= About this task =
Make a verbatim copy of all the records. Skip every image.

Region pointing data:
—————

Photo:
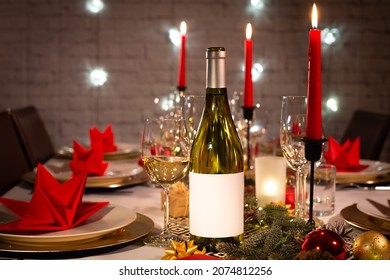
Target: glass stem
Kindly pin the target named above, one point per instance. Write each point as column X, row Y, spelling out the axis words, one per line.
column 166, row 209
column 300, row 194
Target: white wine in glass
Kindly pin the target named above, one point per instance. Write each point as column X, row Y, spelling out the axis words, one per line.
column 165, row 154
column 292, row 132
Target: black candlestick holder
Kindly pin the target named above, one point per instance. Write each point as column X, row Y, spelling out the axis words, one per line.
column 313, row 151
column 248, row 116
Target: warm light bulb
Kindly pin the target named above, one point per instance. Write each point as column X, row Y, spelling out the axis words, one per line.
column 257, row 4
column 270, row 187
column 95, row 6
column 329, row 36
column 257, row 69
column 314, row 17
column 98, row 77
column 248, row 31
column 332, row 104
column 175, row 37
column 183, row 28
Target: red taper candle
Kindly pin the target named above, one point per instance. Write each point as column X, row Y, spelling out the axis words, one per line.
column 248, row 86
column 182, row 60
column 314, row 99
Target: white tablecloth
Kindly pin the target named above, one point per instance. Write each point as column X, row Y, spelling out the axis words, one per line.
column 145, row 199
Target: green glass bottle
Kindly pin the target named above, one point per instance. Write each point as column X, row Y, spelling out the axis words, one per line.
column 216, row 178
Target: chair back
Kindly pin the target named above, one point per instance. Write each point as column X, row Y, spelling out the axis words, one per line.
column 13, row 159
column 372, row 128
column 34, row 135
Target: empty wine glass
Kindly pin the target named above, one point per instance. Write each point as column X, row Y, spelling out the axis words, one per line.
column 292, row 131
column 165, row 154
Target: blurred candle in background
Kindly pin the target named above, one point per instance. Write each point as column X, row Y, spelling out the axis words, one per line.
column 182, row 59
column 314, row 114
column 270, row 178
column 248, row 85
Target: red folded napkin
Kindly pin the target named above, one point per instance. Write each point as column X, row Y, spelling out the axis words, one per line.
column 200, row 257
column 90, row 160
column 345, row 157
column 53, row 206
column 106, row 138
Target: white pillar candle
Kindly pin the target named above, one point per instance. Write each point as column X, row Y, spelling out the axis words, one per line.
column 270, row 177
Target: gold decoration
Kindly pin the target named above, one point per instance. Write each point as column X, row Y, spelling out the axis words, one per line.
column 178, row 200
column 287, row 206
column 371, row 245
column 182, row 249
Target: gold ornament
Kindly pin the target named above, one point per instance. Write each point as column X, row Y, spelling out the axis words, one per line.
column 371, row 245
column 182, row 249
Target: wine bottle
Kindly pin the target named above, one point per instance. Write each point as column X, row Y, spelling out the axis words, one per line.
column 216, row 177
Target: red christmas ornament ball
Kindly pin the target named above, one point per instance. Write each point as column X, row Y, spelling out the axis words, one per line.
column 325, row 240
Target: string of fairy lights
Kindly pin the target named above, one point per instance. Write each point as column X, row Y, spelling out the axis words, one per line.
column 329, row 36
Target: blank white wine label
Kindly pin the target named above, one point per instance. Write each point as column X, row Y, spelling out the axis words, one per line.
column 216, row 204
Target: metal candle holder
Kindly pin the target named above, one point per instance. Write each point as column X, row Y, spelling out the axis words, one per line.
column 248, row 116
column 313, row 151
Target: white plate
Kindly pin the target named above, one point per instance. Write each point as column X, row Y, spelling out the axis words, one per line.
column 374, row 169
column 378, row 207
column 106, row 220
column 124, row 150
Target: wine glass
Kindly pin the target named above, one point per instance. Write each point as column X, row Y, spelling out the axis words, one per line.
column 292, row 132
column 165, row 154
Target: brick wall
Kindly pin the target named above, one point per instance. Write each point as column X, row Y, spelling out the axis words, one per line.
column 48, row 46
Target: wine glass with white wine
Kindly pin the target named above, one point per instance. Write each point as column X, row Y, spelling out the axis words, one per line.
column 165, row 154
column 292, row 132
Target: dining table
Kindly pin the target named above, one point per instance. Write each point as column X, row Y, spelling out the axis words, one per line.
column 145, row 199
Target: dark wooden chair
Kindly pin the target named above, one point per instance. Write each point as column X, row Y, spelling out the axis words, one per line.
column 372, row 128
column 34, row 135
column 13, row 158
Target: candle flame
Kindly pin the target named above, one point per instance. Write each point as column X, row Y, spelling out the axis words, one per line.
column 314, row 17
column 248, row 31
column 183, row 28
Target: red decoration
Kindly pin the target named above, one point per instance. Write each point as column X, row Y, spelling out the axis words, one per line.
column 182, row 60
column 326, row 241
column 106, row 138
column 90, row 160
column 53, row 206
column 248, row 86
column 314, row 110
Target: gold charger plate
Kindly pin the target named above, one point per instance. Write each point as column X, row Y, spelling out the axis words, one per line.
column 106, row 220
column 140, row 227
column 375, row 171
column 353, row 216
column 119, row 173
column 125, row 151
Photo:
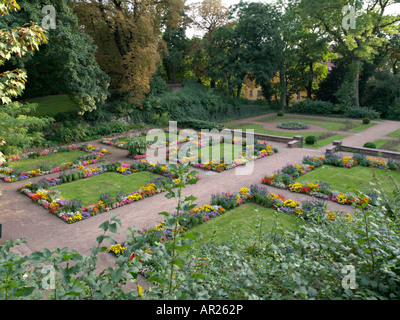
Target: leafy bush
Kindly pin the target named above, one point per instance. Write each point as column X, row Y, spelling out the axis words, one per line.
column 199, row 124
column 370, row 145
column 310, row 139
column 309, row 106
column 361, row 112
column 293, row 125
column 383, row 93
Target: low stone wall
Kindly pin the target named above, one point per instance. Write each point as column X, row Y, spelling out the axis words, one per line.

—————

= Solution for this problem =
Photo:
Target: glass stem
Kindly pin the target named above, one point per instance. Write each point as column X, row Y, spelling out the axis words, one per line.
column 166, row 209
column 300, row 194
Target: white wine in glass
Kindly pin the target named above, one point per instance. Write each point as column X, row Y, spelling out the axis words, one per line.
column 165, row 154
column 292, row 132
Target: black candlestick holder
Kindly pin the target named above, one point per instance. Write each point as column X, row Y, spelling out the axis words, one per line.
column 313, row 151
column 248, row 116
Target: warm light bulb
Kindly pin the target named above, one point per instance. Write each point as column X, row Y, spelling out the axis words, one per line.
column 257, row 4
column 270, row 187
column 95, row 6
column 329, row 36
column 257, row 69
column 314, row 17
column 98, row 77
column 248, row 31
column 332, row 104
column 175, row 37
column 183, row 28
Target: red taper candle
Kindly pin the target named above, one point per instance. Write each point as column X, row Y, spelling out the axis words, one per line.
column 248, row 86
column 182, row 60
column 314, row 99
Target: white tablecloth
Kindly pin the target named above, one point per instance. Write each point as column X, row Y, spelling out the axis words, one per line.
column 145, row 199
Target: green glass bottle
Kindly pin the target named above, one point per instance. Write each point as column X, row Y, spelling out the axis words, one per line.
column 216, row 178
Target: chair back
Kindly pin the target named above, one point per instance. Write each point as column X, row Y, spelling out the axis words, one per line.
column 13, row 159
column 372, row 128
column 34, row 135
Target: empty wine glass
Kindly pin the target named above, one point per instance. Write each point as column X, row Y, spelling out the axis words, one per line.
column 292, row 131
column 165, row 154
Target: blurred candle in background
Kindly pin the target named above, one point per instance. Write each point as column X, row Y, spelling out the axis words, one per line.
column 182, row 59
column 314, row 114
column 270, row 178
column 248, row 85
Target: red folded napkin
Kindly pin the target named above, one point per instance. Write each point as column X, row Y, spelling out the axis words, one per line.
column 200, row 257
column 90, row 160
column 345, row 157
column 53, row 206
column 106, row 138
Target: white pillar candle
Kindly pin the target named above, one point per instance. Write each point as column X, row Y, spelling out the axis words, one per line.
column 270, row 177
Target: gold decoration
Kindly pin the target named above, one point per instance. Write each point as column X, row Y, spelling out the axis words, one per line.
column 178, row 200
column 287, row 206
column 371, row 245
column 182, row 249
Target: gold ornament
Kindly pin the target named above, one point per instance. Write each point as column X, row Y, spelling out the axis words, one per line.
column 371, row 245
column 182, row 249
Target: wine bottle
Kindly pin the target named above, one point per instance. Write each point as column X, row Y, spelling out the axis words, one per line.
column 216, row 177
Target: red christmas ornament ball
Kindly pin the target named above, one point per instance. Write each point as column X, row Y, spelling out the axis words, one per line.
column 325, row 240
Target: string of fairy lights
Kindly pin the target named above, one point per instance. Write each point as column X, row Y, spelling out the axis words, one per line.
column 329, row 36
Target: blank white wine label
Kindly pin the target named above, one point per instance. Write each point as column X, row Y, spelling out the axis words, one per line.
column 216, row 204
Target: metal candle holder
Kindly pin the target named above, one point per instance. Write each point as column X, row Y, spelling out the axis words, one per line.
column 248, row 116
column 313, row 151
Target: white plate
Kindly pin the target named above, one point per instance. Write each point as column X, row Y, spelling out the axis words, one per line.
column 374, row 169
column 378, row 207
column 106, row 220
column 124, row 150
Target: wine glass
Kindly pin the target named above, one point per instance. Write each point as column X, row Y, spelling out the axis words, one per line.
column 292, row 132
column 165, row 154
Target: brick wall
Kindly pin the target named above, one point per instance. Write each point as column X, row Y, spelling out the axis words, one per line.
column 48, row 46
Target: wine glass with white wine
Kindly pin the target named above, one point per instance. Write each point as column X, row Y, spelling out the axis words, one per line.
column 165, row 154
column 292, row 132
Target: dining table
Kindly pin the target named above, one point per instance. Write each point as column X, row Y, spelling out the axis words, one per line.
column 145, row 199
Target: dark wooden chair
Kindly pin the target named above, one point per instance. Write each point as column X, row Y, spelling out the axis words, one per line.
column 372, row 128
column 34, row 135
column 13, row 158
Target: candle flame
Kindly pin the target named above, one point per instance. Write each point as column X, row Y, spelling out the axis words, one per line.
column 314, row 17
column 248, row 31
column 183, row 28
Target: red decoration
Kindly pin the target named above, one point per instance. Write each point as column X, row Y, spelling out the axis words, one per line.
column 182, row 60
column 326, row 241
column 106, row 138
column 90, row 160
column 53, row 206
column 248, row 86
column 314, row 110
Target: gold charger plate
Kindly pin the target named above, one point per instance. Write each point as column X, row Y, spelling out the axis words, one per line.
column 106, row 220
column 140, row 227
column 375, row 171
column 353, row 216
column 119, row 173
column 125, row 151
Photo:
Target: leafy bush
Kindly pin the target named above, one point per instance. Write each point as column X, row Y, spelling out the axis words, one per line.
column 199, row 124
column 370, row 145
column 310, row 139
column 309, row 106
column 361, row 112
column 293, row 125
column 383, row 93
Target: low stone wall
Kindly pin the target named above, one point per instance. Write each point as column X, row Y, spelling out the axis words, one per line.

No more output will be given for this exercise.